==== Input
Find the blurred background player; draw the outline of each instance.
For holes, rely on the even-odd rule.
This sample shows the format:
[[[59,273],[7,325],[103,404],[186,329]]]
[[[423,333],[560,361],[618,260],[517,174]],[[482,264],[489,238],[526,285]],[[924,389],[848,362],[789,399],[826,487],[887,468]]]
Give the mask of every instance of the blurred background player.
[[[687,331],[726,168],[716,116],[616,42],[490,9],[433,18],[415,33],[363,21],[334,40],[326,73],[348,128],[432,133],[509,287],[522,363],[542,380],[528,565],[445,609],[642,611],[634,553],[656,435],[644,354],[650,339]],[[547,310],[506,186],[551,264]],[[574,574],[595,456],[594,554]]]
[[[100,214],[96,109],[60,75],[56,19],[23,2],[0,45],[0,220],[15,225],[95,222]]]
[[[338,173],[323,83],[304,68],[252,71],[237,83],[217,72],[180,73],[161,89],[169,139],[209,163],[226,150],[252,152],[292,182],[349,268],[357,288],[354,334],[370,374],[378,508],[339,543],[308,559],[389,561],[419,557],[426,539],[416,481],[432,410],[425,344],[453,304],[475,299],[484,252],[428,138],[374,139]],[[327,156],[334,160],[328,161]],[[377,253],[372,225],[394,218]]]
========
### Set exercise
Please convert the records above into a JSON list of strings, one string per line, leaving out blank lines.

### Solution
[
  "Find the blurred background player; draw the outline of each instance.",
  "For holes, rely on the even-odd rule.",
  "This sample shows the format:",
  "[[[59,273],[7,325],[103,404],[186,329]]]",
  "[[[423,333],[560,361],[618,260],[517,174]],[[482,264],[489,238],[526,285]],[[924,389],[848,362],[789,399],[826,487],[887,468]]]",
  "Give the mask of every instance of the blurred background player.",
  "[[[687,331],[726,168],[716,116],[616,42],[490,9],[433,18],[415,33],[363,21],[334,40],[326,73],[348,128],[432,133],[509,287],[522,363],[542,380],[528,565],[445,609],[642,611],[634,553],[656,435],[644,354],[650,339]],[[547,310],[506,186],[551,264]],[[574,574],[595,456],[594,554]]]",
  "[[[100,214],[96,109],[60,75],[56,19],[23,2],[0,45],[0,220],[15,225],[95,222]]]",
  "[[[338,173],[323,83],[304,68],[252,71],[237,83],[217,72],[180,73],[161,89],[169,139],[209,163],[226,150],[252,152],[292,182],[349,268],[357,288],[354,334],[370,374],[378,508],[339,543],[308,559],[389,561],[419,557],[426,539],[416,481],[432,410],[425,344],[453,304],[475,299],[484,252],[428,138],[374,139]],[[327,156],[334,160],[328,161]],[[377,253],[372,225],[394,218]]]"
]